◆ 原文抜粋:
-----

つがる西北五広域連合 つがる総合病院10 年以上前の装置が最新機器となり、良い装置は機能強化して長く使うという発想が病院に浸透。

2017-10-11
Tsugaru-General-Hospital-mr.funamizu_mr.kan
左から:船水 技師長、神 係長
Let's fit Together! Seminar(ITEM2018)にて船水技師長に使用経験についてのご講演をしていただきました。ご講演ビデオはページ下リンクよりご覧いただけます。

[取材にご協力いただいた先生方]
診療画像情報部 船水 憲一 技師長
管理課 用度管財係 神 秀則 係長

Avantofit バージョンアップ:2014年4月

病院の移転と同時にバージョンアップを実施しましたが、当初病院としては移転前に稼働していた他社1.5T装置とMAGNETOM Avanto(以下 Avanto)の2台を1.5Tと3Tへ新規更新することを計画していました。

-----

◆ 課題 A: 原文抜粋では、Avantofitへのバージョンアップは何年何月とされていますか。
◆ 課題 B: 原文抜粋に出てくる4桁の西暦年をすべて挙げてください。
ここからの項目は、原文抜粋とは別の出典から取ったものです。

-----

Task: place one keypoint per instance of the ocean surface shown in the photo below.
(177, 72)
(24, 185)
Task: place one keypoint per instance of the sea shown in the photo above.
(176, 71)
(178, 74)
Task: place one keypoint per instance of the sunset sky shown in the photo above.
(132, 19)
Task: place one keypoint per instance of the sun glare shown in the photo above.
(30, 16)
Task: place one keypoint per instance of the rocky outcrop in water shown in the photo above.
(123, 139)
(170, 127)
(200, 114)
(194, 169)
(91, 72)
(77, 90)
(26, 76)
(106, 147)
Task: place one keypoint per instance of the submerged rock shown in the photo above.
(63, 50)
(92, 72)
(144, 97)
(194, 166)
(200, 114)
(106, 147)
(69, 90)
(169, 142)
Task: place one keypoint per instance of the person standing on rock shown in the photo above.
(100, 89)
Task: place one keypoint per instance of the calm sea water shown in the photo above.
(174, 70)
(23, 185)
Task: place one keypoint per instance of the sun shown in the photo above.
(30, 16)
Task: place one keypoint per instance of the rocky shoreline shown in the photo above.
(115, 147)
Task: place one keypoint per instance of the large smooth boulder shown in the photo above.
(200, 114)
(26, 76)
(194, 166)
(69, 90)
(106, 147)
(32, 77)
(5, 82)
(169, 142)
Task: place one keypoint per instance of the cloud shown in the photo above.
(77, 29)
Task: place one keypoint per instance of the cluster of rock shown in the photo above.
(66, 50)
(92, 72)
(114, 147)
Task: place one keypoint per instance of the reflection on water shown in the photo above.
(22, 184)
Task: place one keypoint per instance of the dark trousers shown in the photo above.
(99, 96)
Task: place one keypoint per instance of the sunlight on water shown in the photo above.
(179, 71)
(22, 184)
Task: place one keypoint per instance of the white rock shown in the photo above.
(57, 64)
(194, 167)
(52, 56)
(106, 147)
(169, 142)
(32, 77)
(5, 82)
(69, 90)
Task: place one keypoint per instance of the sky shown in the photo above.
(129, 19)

-----

◆ 想定解答 A: 2014年4月

◆ 想定解答 B: 2017年、2018年、2014年